[INPUT]:

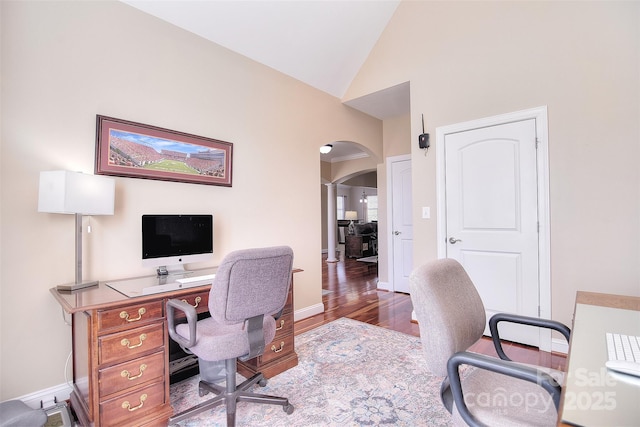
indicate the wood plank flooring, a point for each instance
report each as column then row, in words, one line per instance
column 350, row 290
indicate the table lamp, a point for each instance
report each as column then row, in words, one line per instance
column 351, row 216
column 80, row 194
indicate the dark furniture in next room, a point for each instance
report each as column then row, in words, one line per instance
column 364, row 242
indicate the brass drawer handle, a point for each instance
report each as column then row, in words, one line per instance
column 277, row 350
column 126, row 405
column 124, row 315
column 197, row 302
column 126, row 343
column 127, row 375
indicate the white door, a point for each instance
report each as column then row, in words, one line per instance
column 492, row 217
column 401, row 225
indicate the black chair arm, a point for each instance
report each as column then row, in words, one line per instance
column 192, row 320
column 255, row 334
column 512, row 369
column 523, row 320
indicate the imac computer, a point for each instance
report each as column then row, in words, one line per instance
column 170, row 241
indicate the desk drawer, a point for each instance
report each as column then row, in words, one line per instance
column 129, row 315
column 277, row 348
column 130, row 374
column 128, row 409
column 284, row 326
column 130, row 344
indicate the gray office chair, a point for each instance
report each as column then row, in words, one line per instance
column 477, row 389
column 249, row 288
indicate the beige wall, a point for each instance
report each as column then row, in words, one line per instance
column 65, row 62
column 470, row 60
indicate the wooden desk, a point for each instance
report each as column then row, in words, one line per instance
column 592, row 395
column 121, row 353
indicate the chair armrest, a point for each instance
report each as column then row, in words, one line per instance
column 523, row 320
column 192, row 320
column 255, row 335
column 511, row 369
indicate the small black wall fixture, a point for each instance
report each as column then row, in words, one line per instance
column 423, row 139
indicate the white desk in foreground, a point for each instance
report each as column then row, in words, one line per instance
column 593, row 395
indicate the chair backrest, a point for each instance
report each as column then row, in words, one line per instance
column 251, row 282
column 448, row 309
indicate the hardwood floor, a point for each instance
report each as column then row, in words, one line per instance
column 350, row 290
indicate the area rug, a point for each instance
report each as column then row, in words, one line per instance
column 349, row 374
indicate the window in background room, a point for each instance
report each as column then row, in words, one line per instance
column 340, row 203
column 372, row 208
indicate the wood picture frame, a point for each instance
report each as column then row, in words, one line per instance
column 136, row 150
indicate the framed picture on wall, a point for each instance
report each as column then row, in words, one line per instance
column 135, row 150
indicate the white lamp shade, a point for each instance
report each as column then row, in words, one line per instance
column 351, row 215
column 75, row 192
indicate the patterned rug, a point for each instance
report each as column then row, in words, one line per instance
column 349, row 374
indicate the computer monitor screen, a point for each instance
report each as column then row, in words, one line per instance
column 170, row 241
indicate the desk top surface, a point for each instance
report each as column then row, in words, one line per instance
column 593, row 395
column 106, row 295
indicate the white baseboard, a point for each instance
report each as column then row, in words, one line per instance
column 47, row 397
column 312, row 310
column 385, row 286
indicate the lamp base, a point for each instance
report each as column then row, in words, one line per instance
column 77, row 286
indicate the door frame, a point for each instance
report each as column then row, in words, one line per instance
column 390, row 286
column 542, row 170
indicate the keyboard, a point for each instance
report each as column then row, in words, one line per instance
column 623, row 353
column 188, row 282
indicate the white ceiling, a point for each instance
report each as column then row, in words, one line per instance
column 320, row 42
column 323, row 43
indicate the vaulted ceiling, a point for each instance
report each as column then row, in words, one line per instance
column 323, row 43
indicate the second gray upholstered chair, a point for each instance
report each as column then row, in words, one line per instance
column 249, row 288
column 478, row 390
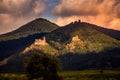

[SET EXERCISE]:
Convert the data above into a Markdown table with one numbered row per line, using the column headings "No." and "Entry" and skipping any blank lines. Leave the pictures out of the table.

[EXERCISE SOLUTION]:
| No. | Entry |
|---|---|
| 1 | indicate the wood plank flooring, a point for each instance |
| 2 | report each as column then row, in words, one line per instance |
| 3 | column 350, row 290 |
| 4 | indicate the table lamp, a point for each instance |
| 5 | report each as column then row, in words, one line per instance |
| 6 | column 351, row 216 |
| 7 | column 80, row 194 |
| 8 | indicate the dark furniture in next room, a point for each instance |
| 9 | report each as column then row, in words, one line per instance |
| 10 | column 364, row 242 |
| 11 | indicate the brass drawer handle, a point for each instance |
| 12 | report each as column then row, in words, one line per instance |
| 13 | column 277, row 350 |
| 14 | column 126, row 405 |
| 15 | column 124, row 315 |
| 16 | column 197, row 302 |
| 17 | column 126, row 343 |
| 18 | column 127, row 375 |
| 19 | indicate the white door, a point for each instance |
| 20 | report each as column then row, in words, one line per instance |
| 21 | column 492, row 217 |
| 22 | column 401, row 225 |
| 23 | indicate the black chair arm, a point for each instance |
| 24 | report each as column then row, in words, one line per instance |
| 25 | column 192, row 320 |
| 26 | column 255, row 334 |
| 27 | column 512, row 369 |
| 28 | column 523, row 320 |
| 29 | indicate the imac computer, a point for each instance |
| 30 | report each as column then row, in words, one line per instance |
| 31 | column 170, row 241 |
| 32 | indicate the desk drawer, a point for each instance |
| 33 | report each as column then row, in words, one line per instance |
| 34 | column 129, row 315 |
| 35 | column 277, row 348 |
| 36 | column 130, row 374 |
| 37 | column 128, row 409 |
| 38 | column 284, row 326 |
| 39 | column 130, row 344 |
| 40 | indicate the gray office chair, a point for each instance |
| 41 | report each as column then row, in words, one line per instance |
| 42 | column 477, row 389 |
| 43 | column 249, row 288 |
| 44 | indicate the beige wall, a point for each instance |
| 45 | report each as column then row, in words, one line per instance |
| 46 | column 65, row 62 |
| 47 | column 470, row 60 |
| 48 | indicate the wooden desk, a point for each instance |
| 49 | report each as column then row, in words, one line per instance |
| 50 | column 592, row 395 |
| 51 | column 121, row 353 |
| 52 | indicate the chair armrest, a point for each instance |
| 53 | report each as column then row, in words, one line per instance |
| 54 | column 523, row 320 |
| 55 | column 192, row 320 |
| 56 | column 255, row 335 |
| 57 | column 511, row 369 |
| 58 | indicate the small black wall fixture, a point for each instance |
| 59 | report each as column then row, in words, one line per instance |
| 60 | column 423, row 139 |
| 61 | indicate the white desk in foreground, a point for each instance |
| 62 | report each as column then row, in words, one line per instance |
| 63 | column 593, row 395 |
| 64 | indicate the chair backrest, a point for each instance |
| 65 | report each as column then row, in words, one line per instance |
| 66 | column 251, row 282 |
| 67 | column 448, row 309 |
| 68 | indicate the hardwood floor, a point for each instance |
| 69 | report each as column then row, in words, one line per instance |
| 70 | column 350, row 290 |
| 71 | indicate the area rug, a point for each instance |
| 72 | report each as column then row, in words, one line per instance |
| 73 | column 349, row 374 |
| 74 | indicate the window in background room, a point for each instance |
| 75 | report each as column then row, in words, one line per instance |
| 76 | column 340, row 203 |
| 77 | column 372, row 208 |
| 78 | indicate the wood picture frame, a point for each instance |
| 79 | report each as column then row, in words, one line per instance |
| 80 | column 136, row 150 |
| 81 | indicate the framed picture on wall, a point for each instance |
| 82 | report each as column then row, in words, one line per instance |
| 83 | column 135, row 150 |
| 84 | indicate the white lamp shade, a point for each instance |
| 85 | report each as column then row, in words, one line per instance |
| 86 | column 351, row 215 |
| 87 | column 75, row 192 |
| 88 | indicate the patterned rug, a point for each instance |
| 89 | report each as column then row, in words, one line per instance |
| 90 | column 349, row 374 |
| 91 | indicate the computer monitor screen, a point for each instance |
| 92 | report each as column then row, in words, one line per instance |
| 93 | column 170, row 241 |
| 94 | indicate the desk top surface, a point for each instance |
| 95 | report each as column then row, in words, one line per instance |
| 96 | column 593, row 395 |
| 97 | column 106, row 295 |
| 98 | indicate the white baseboard, a point for each instance |
| 99 | report each as column then row, in words, one line per instance |
| 100 | column 47, row 397 |
| 101 | column 312, row 310 |
| 102 | column 385, row 286 |
| 103 | indicate the lamp base, a point for each instance |
| 104 | report each as column then row, in words, one line per instance |
| 105 | column 77, row 286 |
| 106 | indicate the door frame, a point for each instance |
| 107 | report each as column then row, in words, one line per instance |
| 108 | column 390, row 286 |
| 109 | column 542, row 170 |
| 110 | indicate the keyboard, a point for each instance |
| 111 | report each as column then row, in words, one line per instance |
| 112 | column 623, row 353 |
| 113 | column 188, row 282 |
| 114 | indicate the white ceiling, a point for each instance |
| 115 | report each as column then row, in words, one line per instance |
| 116 | column 320, row 42 |
| 117 | column 323, row 43 |
| 118 | indicate the vaulted ceiling, a point for each instance |
| 119 | report each as column then row, in words, one line per instance |
| 120 | column 323, row 43 |
| 121 | indicate the second gray upholstered chair, a point for each instance |
| 122 | report each as column then row, in words, one line per instance |
| 123 | column 249, row 288 |
| 124 | column 478, row 390 |